* _Work to be completed_: Copy out the lines below word for word, from first to last, and leave out the pictures.

* _Records for this task_:
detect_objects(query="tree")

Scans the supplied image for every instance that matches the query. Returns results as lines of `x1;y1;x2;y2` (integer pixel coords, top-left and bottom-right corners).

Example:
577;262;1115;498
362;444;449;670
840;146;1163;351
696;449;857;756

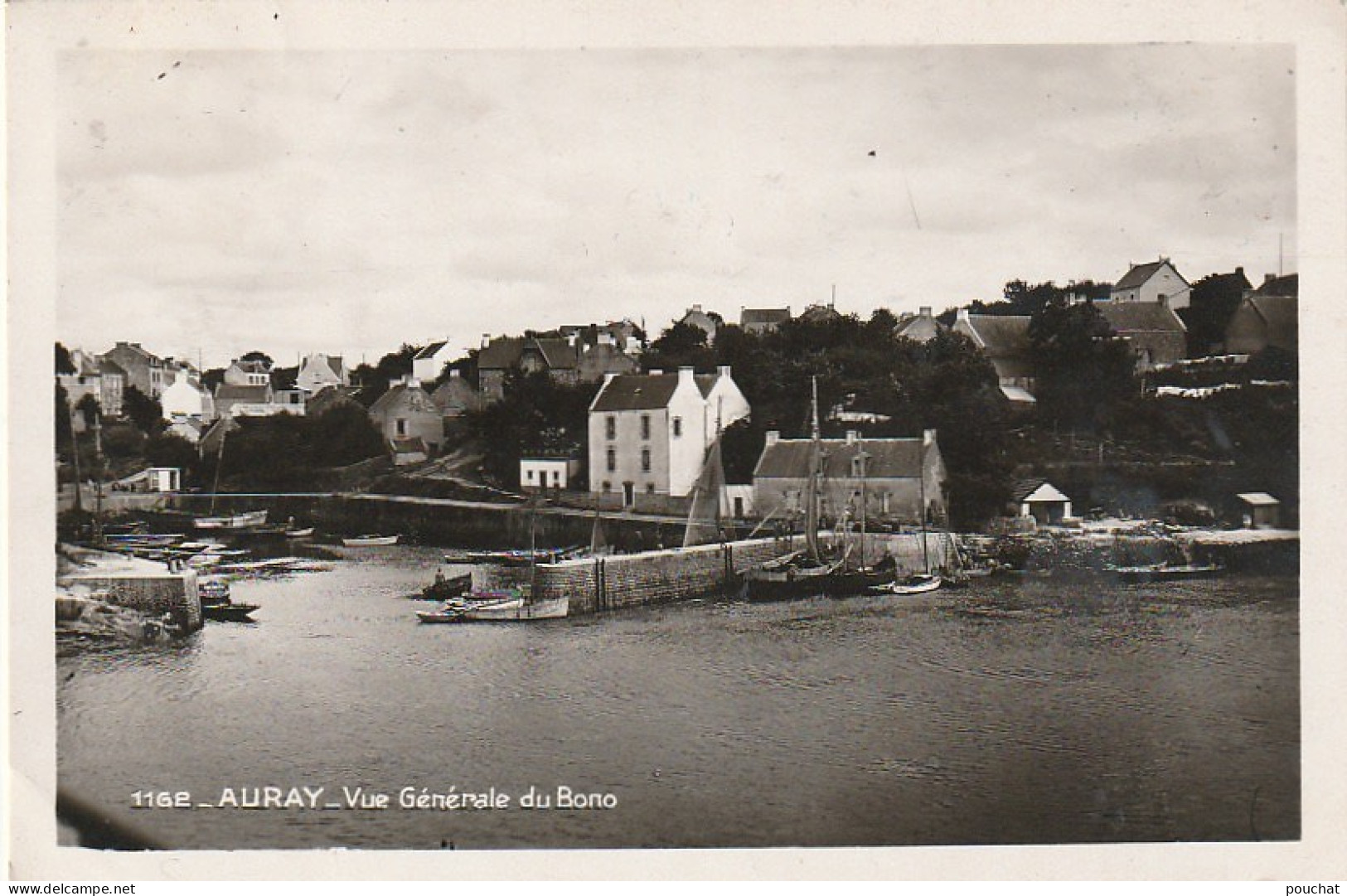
1030;301;1138;433
354;342;423;407
308;401;384;466
121;385;164;435
239;349;276;371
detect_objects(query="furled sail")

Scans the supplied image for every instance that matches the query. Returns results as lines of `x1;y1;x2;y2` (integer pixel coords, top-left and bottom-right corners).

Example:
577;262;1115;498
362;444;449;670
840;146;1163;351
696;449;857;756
683;437;724;547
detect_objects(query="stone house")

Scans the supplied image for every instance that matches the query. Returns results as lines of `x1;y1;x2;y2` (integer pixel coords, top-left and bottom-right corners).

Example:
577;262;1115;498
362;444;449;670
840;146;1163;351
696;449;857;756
369;377;444;450
412;342;454;383
1095;299;1188;373
753;430;947;523
739;306;791;334
589;366;749;506
103;342;167;399
477;336;579;401
1108;256;1192;308
1226;291;1300;355
295;351;351;395
954;308;1034;404
893;304;946;342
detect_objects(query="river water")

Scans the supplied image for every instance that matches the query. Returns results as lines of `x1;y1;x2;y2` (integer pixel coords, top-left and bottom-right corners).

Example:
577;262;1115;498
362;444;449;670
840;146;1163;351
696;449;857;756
56;547;1300;849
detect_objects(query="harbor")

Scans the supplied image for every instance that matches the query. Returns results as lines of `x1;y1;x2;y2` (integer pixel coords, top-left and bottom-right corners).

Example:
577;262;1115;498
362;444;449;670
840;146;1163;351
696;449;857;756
56;545;1300;850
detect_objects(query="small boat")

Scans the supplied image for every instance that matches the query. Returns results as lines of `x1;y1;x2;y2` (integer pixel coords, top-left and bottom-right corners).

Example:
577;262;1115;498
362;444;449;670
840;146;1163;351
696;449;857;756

* _Answer to this problem_:
detect_objects(query="tree")

Scans the supplied image for every instance that matches the query. Returns results as lines of `x1;y1;x2;y2` (integer pixel coords, top-left and bottom-right corners).

Example:
577;262;1115;498
362;444;449;670
840;146;1163;351
696;449;857;756

1030;301;1138;433
354;342;423;407
308;401;384;466
121;385;164;435
239;349;276;371
detect_objects(query="furled sail")

Scans the supplied image for every instance that matches the query. Returns results as lines of `x1;y1;x2;y2` (integer pixel coords, top-left and bottom-right corners).

Example:
577;262;1115;498
362;444;449;670
840;146;1163;351
696;449;857;756
683;437;724;547
detect_objects(query="stone house")

Scans the supplied image for every instance that matches the query. Returns results as lines of `x1;y1;x2;y2` (integer pixel coords, top-left and bottom-right corners).

Example:
577;262;1115;498
362;444;449;670
840;146;1163;351
696;449;857;756
369;377;444;450
412;342;454;383
1095;299;1188;373
753;430;947;523
739;306;791;334
589;366;749;506
103;342;167;399
477;336;579;401
1108;256;1192;308
1226;291;1300;355
295;351;351;395
954;308;1034;404
893;304;946;342
detect_objects(query="river water")

Scans the supplied image for every instance that matches the query. Returns results as lines of `x1;y1;x2;y2` (integer pixel coords, top-left and bottom-right corners).

Example:
577;262;1115;498
362;444;449;670
840;146;1163;351
696;449;857;756
56;547;1300;849
detect_objects(query="harbor")

Scans the supplied image for every instance that matches the query. Returns results as lines of `x1;y1;x2;y2` (integer pixel coords, top-left and bottom-right corners).

Example:
577;262;1115;498
362;444;449;670
840;146;1163;351
696;449;857;756
56;545;1300;850
detect_objects(query="small boat")

Scans the supplied image for every instance that matches the query. Returns results as lines of `x1;y1;x2;y2` (integer pixel coords, top-left and bottom-right corners).

Example:
577;262;1115;498
362;444;449;670
840;146;1163;351
696;449;857;756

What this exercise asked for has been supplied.